* _LIST OF TASKS_:
1 - Translate this sentence from the CO2 forum thread into Spanish: "I wrote an extensive guide regarding pressurized CO2."
2 - In the CO2 forum thread, which brand's complete system was the first poster almost going to buy?
3 - Continue the CO2 forum thread with the next reply after its final post.

* begin SOURCE *

# Help me buy pressurized CO2 system in GTA.



## overthetop2009 (Jan 18, 2010)

Hi All,

I and others (by the number of posts on this and other forums others) am not certain how to proceed with buying pressurized CO2 unit. 

Obviously I want to spend as little as possible for as much quality as I can get and avoid getting a dud. 

I was almost going to buy the Milwaukee complete system (without Canister of course) but I started seeing people advise against it. 

Can someone make my life easy and tell me what they would buy in the GTA, where specifically they would get it to minimize price while maximizing dependability? I've made some disapointing purchases and been misled by some LFS and spend an aweful lot of money on my 75 gallon planted and am looking for a positive experience. 

I think this would be of interest to many people on the forum so maybe a sticky would be a good idea.


----------



## Darkblade48 (Jan 28, 2008)

Have you taken a look at my thread here?

http://gtaaquaria.com/forum/showthread.php?t=12271

I wrote an extensive guide regarding pressurized CO2.

* end SOURCE *
* begin EXTRACTED MATERIAL *

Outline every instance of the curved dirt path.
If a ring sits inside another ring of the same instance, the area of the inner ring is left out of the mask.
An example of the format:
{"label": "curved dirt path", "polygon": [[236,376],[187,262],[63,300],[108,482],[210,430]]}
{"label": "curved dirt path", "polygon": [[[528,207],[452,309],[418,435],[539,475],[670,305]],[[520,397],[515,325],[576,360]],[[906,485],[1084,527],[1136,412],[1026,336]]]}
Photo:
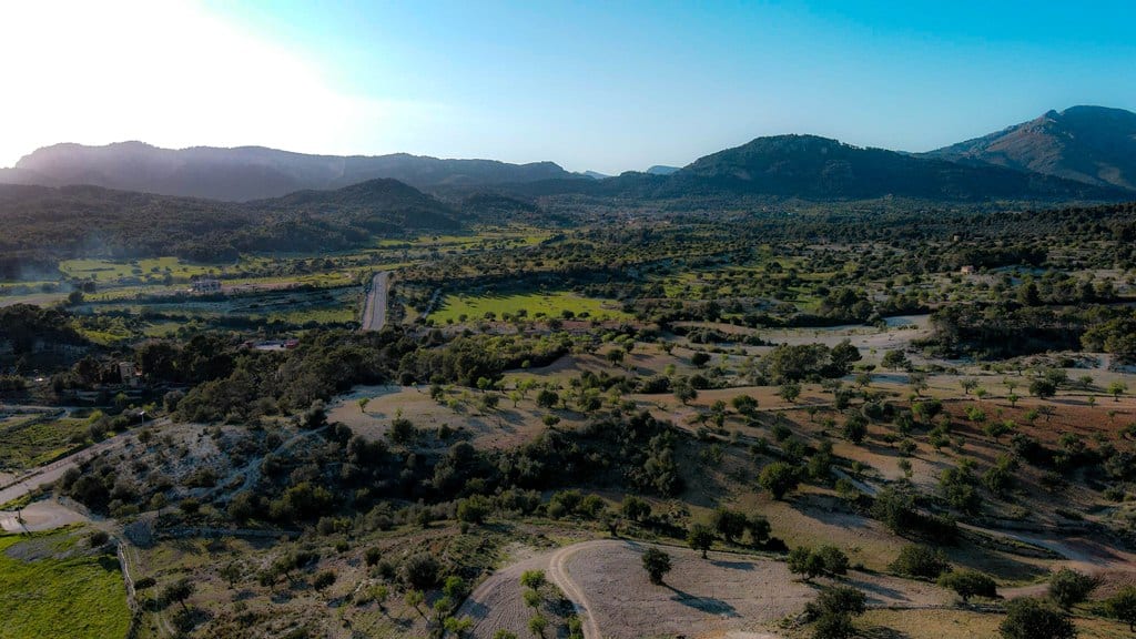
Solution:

* end EXTRACTED MATERIAL *

* _EXPECTED OUTPUTS_:
1 - Escribí una guía extensa sobre el CO2 presurizado.

2 - Milwaukee

3 -
----------



## overthetop2009 (Jan 18, 2010)

Excellent article. Thanks for the effort on that. What do you think of the Milwaukee complete unit that is being sold around town? I'm a TTCer so the convenience of the one stop purshase (and at 100 bucks) is attractive but I certainly don't want to 'gas' my fish as i've spent around 300 dollars on my stock.


----------



## Darkblade48 (Jan 28, 2008)

I believe I made my opinions about the Milwaukee MA957 regulator in the other thread quite clear...but I will say it again here.

Personally, I don't think the MA957 is a good setup, mainly because of the stock needle valve that comes with it. Also, the instructions that come with the regulator are not very clear, and many people have blown the delivery pressure gauge because they do not know that they first have to dial back the delivery pressure when using the regulator. This causes a lot of grief for users.

In addition, the stock needle valve floats quite a bit, so you may find yourself having too much CO2 one day, and too little the next, so this may be an issue.

Other people have had similar (bad) experiences with the MA957, while others have had nothing but good experiences. However, it seems that the number of bad experiences outweighs the good.

If you replace the stock needle valve on the MA957, you may have a reasonable setup.


----------



## overthetop2009 (Jan 18, 2010)

Thanks and sorry about asking for a repeat...


----------



## Chris S (Dec 19, 2007)

If you want quality and something that will last, I suggest:

http://www.bestaquariumregulator.com/index.htm

Worth every cent.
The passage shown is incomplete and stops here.